• [Saved entries]
********************

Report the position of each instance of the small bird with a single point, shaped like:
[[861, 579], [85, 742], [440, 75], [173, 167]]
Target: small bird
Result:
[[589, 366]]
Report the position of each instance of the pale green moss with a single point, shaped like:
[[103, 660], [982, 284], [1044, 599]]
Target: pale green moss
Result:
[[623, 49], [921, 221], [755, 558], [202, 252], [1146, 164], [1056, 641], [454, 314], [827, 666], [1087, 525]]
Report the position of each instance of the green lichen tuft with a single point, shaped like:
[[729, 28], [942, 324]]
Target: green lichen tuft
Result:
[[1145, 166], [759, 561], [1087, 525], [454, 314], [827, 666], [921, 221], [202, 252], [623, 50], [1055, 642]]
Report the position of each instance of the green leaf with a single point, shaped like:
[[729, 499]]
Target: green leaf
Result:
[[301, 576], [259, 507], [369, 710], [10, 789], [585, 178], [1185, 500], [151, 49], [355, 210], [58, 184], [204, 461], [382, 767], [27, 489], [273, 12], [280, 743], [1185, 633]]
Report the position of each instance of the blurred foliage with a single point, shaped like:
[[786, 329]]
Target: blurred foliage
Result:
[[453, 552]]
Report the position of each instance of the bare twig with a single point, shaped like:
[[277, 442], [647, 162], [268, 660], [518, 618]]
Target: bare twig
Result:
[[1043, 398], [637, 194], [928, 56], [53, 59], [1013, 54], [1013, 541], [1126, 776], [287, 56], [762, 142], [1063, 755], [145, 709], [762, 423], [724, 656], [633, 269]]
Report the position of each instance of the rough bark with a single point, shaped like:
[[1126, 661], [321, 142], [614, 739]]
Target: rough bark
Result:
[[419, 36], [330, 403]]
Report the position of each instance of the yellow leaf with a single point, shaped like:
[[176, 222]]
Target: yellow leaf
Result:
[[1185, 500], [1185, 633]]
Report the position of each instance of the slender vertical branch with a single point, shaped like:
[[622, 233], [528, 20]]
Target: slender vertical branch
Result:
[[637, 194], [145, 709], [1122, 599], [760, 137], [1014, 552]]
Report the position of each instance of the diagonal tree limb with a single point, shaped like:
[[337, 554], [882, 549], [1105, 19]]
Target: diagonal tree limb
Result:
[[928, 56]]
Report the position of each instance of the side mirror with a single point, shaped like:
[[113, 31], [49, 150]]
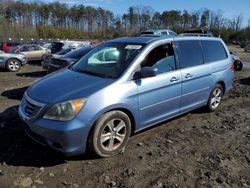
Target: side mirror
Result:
[[147, 72]]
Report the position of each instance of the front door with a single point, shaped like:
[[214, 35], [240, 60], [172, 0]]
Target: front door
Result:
[[159, 96], [196, 76]]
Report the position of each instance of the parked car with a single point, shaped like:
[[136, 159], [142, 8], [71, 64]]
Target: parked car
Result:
[[58, 46], [45, 62], [47, 45], [247, 46], [159, 32], [57, 63], [124, 86], [238, 65], [33, 52], [7, 46], [12, 62]]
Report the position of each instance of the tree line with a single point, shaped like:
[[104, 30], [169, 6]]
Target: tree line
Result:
[[58, 20]]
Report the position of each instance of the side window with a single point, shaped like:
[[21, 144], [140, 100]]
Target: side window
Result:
[[164, 33], [161, 58], [190, 53], [37, 48], [213, 51], [32, 48], [172, 34], [24, 49]]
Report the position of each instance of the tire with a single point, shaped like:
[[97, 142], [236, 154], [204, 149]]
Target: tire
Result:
[[13, 65], [215, 98], [238, 65], [110, 134]]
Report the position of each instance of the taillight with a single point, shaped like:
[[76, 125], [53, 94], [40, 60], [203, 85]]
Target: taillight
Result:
[[232, 67]]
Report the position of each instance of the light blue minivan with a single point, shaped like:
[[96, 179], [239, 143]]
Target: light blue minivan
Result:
[[123, 86]]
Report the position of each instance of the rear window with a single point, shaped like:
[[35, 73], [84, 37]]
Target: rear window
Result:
[[213, 51], [77, 54], [190, 53], [57, 44]]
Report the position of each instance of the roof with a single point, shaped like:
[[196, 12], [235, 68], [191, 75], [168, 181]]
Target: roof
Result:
[[138, 40], [151, 39]]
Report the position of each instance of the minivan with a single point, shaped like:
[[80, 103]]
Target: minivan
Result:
[[124, 86]]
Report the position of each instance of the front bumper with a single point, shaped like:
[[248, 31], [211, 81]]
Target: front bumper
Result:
[[69, 137]]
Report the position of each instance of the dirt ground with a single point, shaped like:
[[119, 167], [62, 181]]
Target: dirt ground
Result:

********************

• [Work required] Rewrite everything from the line containing "Report the position of each instance of the front bumper" down to the end of the material above as a numbered list. Leave out any blank lines.

• [Output]
1. Report the position of each instance of the front bumper with a single point, shaped like:
2. [[248, 31], [211, 81]]
3. Target: front bumper
4. Result:
5. [[69, 137]]
6. Report the position of each instance of the dirt ground with a single point, shaped like:
7. [[119, 167], [62, 181]]
8. Target: dirt ground
9. Result:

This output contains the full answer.